▸ Page extract
In Raising Self-Sufficient Children in a “Needy” World, we talked about how I was raised, what it means for kids to take care of themselves, what it entails, and why it’s important. Today, I want to tell you how I plan to make my kids self-sufficient, independent, self-reliant, responsible, or whatever other synonyms you can come up with that describe a functional and independent adult. Raising self-sufficient children is important in today’s society, but you may need to “neglect” your children to do it.
Is it “Neglect”?
By today’s ridiculous standards (ahem… Helicopter Parents), neglect is:
- Not making numerous menu offerings to a picky eater.
- Not setting up a conference with a teacher when your child receives a less than desirable grade on his/her work.
- Not “helping” them with their homework by practically doing it for them.
- Not stepping in when your child has a disagreement with a friend at school.
- Not stopping mid-conversation to listen to and cater to their needs.
- Not teaching them basic living skills (cooking, cleaning) because you’re afraid they’ll hurt themselves. (It turns out, if you teach them and supervise them carefully, they’ll do just fine).
- Not solving all their problems.
- Not keeping them busy with activities.
I refuse to be a Helicopter Parent.
The learning starts now. In these early stages of childhood, they need to learn to take care of themselves and find happiness from within. They need to be “neglected” a little and left to figure things out for themselves. They need to hone-in on their problem-solving skills without Mommy, and make some mistakes to effectively learn their lessons.
Before you scroll down to the comments and leave a long, drawn-out composition on how children need love and attention to flourish, please understand my stance on this issue correctly.
My kids are and will always be loved dearly. They will still get my attention, will still be fed (well), and they will still have everything they need to survive (comfortably). I will be there to guide them through life, giving them the knowledge and tools (within reason) necessary. I will also support their efforts, help them to understand how the world works, and be a shoulder to cry on when things go awry.
But I will NOT:
- Stop what I am doing to entertain them (on demand) and provide toys and games for them to play with because they are bored. We’ll do actvities together and from time to time and I’ll make some suggestions, but the incessant need to be entertained needs to stop. Kids need to use their imagination and play on their own.
- Spend an hour pleading with them to do their homework. Instead, I will explain to them the consequences of not putting to practice what they’ve learned. They will need to suffer the consequences of not doing their work. If they need help, I’m happy to provide it, but I’m not practically doing it for them.

▸ Material provided
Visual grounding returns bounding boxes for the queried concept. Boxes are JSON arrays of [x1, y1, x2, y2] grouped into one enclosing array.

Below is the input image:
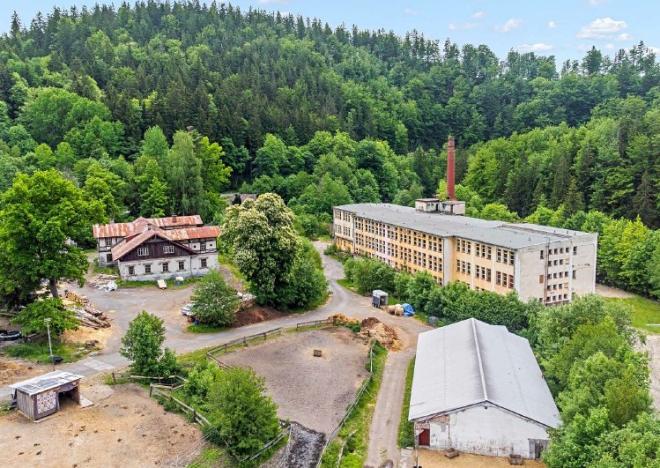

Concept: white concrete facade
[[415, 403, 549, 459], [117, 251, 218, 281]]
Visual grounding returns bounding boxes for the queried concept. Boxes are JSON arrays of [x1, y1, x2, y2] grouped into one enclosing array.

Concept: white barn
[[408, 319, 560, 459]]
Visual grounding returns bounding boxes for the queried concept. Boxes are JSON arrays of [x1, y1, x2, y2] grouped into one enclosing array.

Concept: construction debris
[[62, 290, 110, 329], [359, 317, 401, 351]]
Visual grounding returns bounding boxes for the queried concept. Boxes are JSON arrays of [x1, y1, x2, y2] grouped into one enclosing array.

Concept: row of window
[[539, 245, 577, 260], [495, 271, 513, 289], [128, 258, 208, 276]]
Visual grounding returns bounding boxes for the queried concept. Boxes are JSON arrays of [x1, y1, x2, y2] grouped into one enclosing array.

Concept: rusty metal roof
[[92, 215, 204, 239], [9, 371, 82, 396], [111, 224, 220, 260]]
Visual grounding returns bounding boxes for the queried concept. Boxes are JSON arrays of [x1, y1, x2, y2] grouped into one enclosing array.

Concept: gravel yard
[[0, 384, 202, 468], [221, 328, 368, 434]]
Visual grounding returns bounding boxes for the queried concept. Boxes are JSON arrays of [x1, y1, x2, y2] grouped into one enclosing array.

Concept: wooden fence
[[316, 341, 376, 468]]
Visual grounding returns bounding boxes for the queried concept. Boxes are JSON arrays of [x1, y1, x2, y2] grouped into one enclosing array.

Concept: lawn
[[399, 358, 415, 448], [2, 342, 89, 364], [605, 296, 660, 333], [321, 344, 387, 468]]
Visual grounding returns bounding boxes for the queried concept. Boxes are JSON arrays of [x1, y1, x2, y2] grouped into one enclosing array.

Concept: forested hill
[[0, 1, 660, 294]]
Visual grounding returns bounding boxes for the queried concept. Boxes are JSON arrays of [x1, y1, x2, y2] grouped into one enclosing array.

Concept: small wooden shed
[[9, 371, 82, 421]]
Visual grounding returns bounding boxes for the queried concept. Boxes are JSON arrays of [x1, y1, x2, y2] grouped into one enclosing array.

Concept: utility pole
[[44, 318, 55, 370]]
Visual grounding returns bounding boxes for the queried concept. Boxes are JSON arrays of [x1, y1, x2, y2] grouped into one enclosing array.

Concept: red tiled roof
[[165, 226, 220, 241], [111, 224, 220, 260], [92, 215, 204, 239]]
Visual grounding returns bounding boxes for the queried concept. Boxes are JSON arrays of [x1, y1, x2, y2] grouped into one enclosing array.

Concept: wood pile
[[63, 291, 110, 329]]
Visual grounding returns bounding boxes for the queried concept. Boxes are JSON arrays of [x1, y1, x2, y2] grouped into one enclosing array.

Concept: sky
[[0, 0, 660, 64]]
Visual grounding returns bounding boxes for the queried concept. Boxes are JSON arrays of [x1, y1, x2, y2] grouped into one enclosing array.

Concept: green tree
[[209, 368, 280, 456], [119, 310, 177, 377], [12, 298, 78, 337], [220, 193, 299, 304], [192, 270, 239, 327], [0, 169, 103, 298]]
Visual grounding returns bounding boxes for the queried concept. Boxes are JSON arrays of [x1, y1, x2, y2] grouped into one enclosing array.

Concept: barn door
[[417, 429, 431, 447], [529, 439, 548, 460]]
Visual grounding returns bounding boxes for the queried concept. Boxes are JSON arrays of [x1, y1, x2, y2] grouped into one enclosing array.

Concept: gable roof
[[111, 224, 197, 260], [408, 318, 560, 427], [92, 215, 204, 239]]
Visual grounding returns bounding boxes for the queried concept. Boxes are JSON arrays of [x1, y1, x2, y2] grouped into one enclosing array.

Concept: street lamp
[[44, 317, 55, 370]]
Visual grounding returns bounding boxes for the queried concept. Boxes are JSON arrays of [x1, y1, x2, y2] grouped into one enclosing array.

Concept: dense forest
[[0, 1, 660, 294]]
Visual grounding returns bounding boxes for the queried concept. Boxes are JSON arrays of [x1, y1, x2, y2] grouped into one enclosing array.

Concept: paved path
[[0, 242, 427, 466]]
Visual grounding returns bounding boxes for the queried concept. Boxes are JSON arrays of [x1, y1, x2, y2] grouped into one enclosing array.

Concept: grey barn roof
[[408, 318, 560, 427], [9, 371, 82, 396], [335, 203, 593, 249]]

▸ What to do
[a] From the post on raising self-sufficient children, set down the passage starting with "- Not setting" and going on through "do just fine).".
[b] In the post on raising self-sufficient children, what does the writer say they will explain to their kids instead of spending an hour pleading with them to do their homework?

▸ Full answers
[a]
- Not setting up a conference with a teacher when your child receives a less than desirable grade on his/her work.
- Not “helping” them with their homework by practically doing it for them.
- Not stepping in when your child has a disagreement with a friend at school.
- Not stopping mid-conversation to listen to and cater to their needs.
- Not teaching them basic living skills (cooking, cleaning) because you’re afraid they’ll hurt themselves. (It turns out, if you teach them and supervise them carefully, they’ll do just fine).

[b] The consequences of not putting to practice what they've learned.